Your objective: Start to finish, copy the data exactly.

Source records:
════
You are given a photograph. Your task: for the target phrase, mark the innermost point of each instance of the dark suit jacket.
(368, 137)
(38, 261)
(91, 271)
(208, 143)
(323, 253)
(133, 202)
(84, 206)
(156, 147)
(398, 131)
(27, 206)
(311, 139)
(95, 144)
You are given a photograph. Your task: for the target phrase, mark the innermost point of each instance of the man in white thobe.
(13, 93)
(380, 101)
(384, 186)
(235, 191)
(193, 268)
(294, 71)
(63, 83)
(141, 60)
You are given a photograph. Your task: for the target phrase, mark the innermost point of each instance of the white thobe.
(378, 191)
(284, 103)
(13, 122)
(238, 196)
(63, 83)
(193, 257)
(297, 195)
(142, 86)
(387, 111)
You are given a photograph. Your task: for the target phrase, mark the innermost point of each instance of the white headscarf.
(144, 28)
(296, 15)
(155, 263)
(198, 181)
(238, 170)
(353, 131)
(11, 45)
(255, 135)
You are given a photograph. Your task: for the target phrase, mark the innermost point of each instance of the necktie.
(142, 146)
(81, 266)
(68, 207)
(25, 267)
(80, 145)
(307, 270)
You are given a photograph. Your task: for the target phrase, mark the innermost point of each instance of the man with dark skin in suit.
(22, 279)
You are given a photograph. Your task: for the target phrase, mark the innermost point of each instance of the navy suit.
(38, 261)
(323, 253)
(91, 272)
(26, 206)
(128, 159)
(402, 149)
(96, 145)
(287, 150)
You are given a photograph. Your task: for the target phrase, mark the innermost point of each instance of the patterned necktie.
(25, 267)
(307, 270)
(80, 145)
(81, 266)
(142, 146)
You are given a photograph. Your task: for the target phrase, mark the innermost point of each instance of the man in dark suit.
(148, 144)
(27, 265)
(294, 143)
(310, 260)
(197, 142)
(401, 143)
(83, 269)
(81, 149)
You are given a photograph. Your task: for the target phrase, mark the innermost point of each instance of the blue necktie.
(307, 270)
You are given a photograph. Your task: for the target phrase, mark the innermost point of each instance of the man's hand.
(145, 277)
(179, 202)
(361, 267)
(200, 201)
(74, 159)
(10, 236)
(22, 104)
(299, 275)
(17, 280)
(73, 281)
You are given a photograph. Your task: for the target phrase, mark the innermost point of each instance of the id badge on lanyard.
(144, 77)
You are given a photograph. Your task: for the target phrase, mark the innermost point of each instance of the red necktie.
════
Answer box:
You are given a photograph. Your task: for the target phrase, mark the innermost point of each instance of the dark suit jacket.
(368, 137)
(38, 261)
(91, 271)
(208, 143)
(323, 253)
(133, 202)
(84, 206)
(156, 147)
(398, 131)
(27, 206)
(311, 139)
(95, 144)
You are given a photograph. Your task: for the target phrase, mark the innermost point of each instance of the man in white thobe.
(13, 93)
(380, 101)
(384, 186)
(235, 191)
(193, 268)
(294, 71)
(63, 83)
(141, 60)
You are given a photograph. Your task: for the target phrase, mark the innermost point of each instance of the white thobe.
(378, 191)
(284, 103)
(13, 122)
(238, 196)
(63, 83)
(193, 257)
(297, 195)
(142, 86)
(387, 111)
You are given a photograph. Your task: for the target phrase, mark the innermost point of each instance of the white headscarf.
(144, 28)
(296, 15)
(155, 263)
(198, 181)
(238, 170)
(353, 131)
(11, 45)
(255, 135)
You are given a photograph. Your task: for the target phrase, mark the innermost point of each instance of the necktie.
(142, 146)
(81, 266)
(68, 207)
(25, 267)
(80, 145)
(307, 270)
You are given a photograph. Your task: for the target phrase, mark the innermost point of each instance of the man with dark skin in suit.
(22, 279)
You are given a photograph. Your task: for the target phrase, mark the innermost point of each instance of the navy suit.
(38, 261)
(323, 253)
(91, 272)
(26, 206)
(128, 159)
(402, 149)
(96, 145)
(287, 150)
You are given a photograph. Your task: for the target phrase, mark the innermost point of each instance of the patterned necktie.
(25, 267)
(307, 270)
(80, 145)
(81, 266)
(142, 146)
You are given a photograph. Your task: for the target phrase, mark the innermost point of each instance of the man in dark suit.
(148, 144)
(27, 265)
(294, 143)
(310, 260)
(197, 142)
(401, 143)
(83, 269)
(81, 149)
You are given a photograph. Your task: for the target phrase, mark the innermost point of each instance of the blue necktie.
(307, 270)
You are given a photograph. Your task: for the target phrase, mark the innermost point of each instance of the man's hand.
(145, 277)
(179, 202)
(361, 267)
(200, 201)
(74, 159)
(10, 236)
(22, 104)
(299, 275)
(17, 280)
(73, 281)
You are given a photograph. Your task: for the target phrase, mark the innermost point of each instance of the id badge on lanyard.
(144, 77)
You are given a photograph. Your task: for the target phrase, mark the innermost point of each instance of the red necktie.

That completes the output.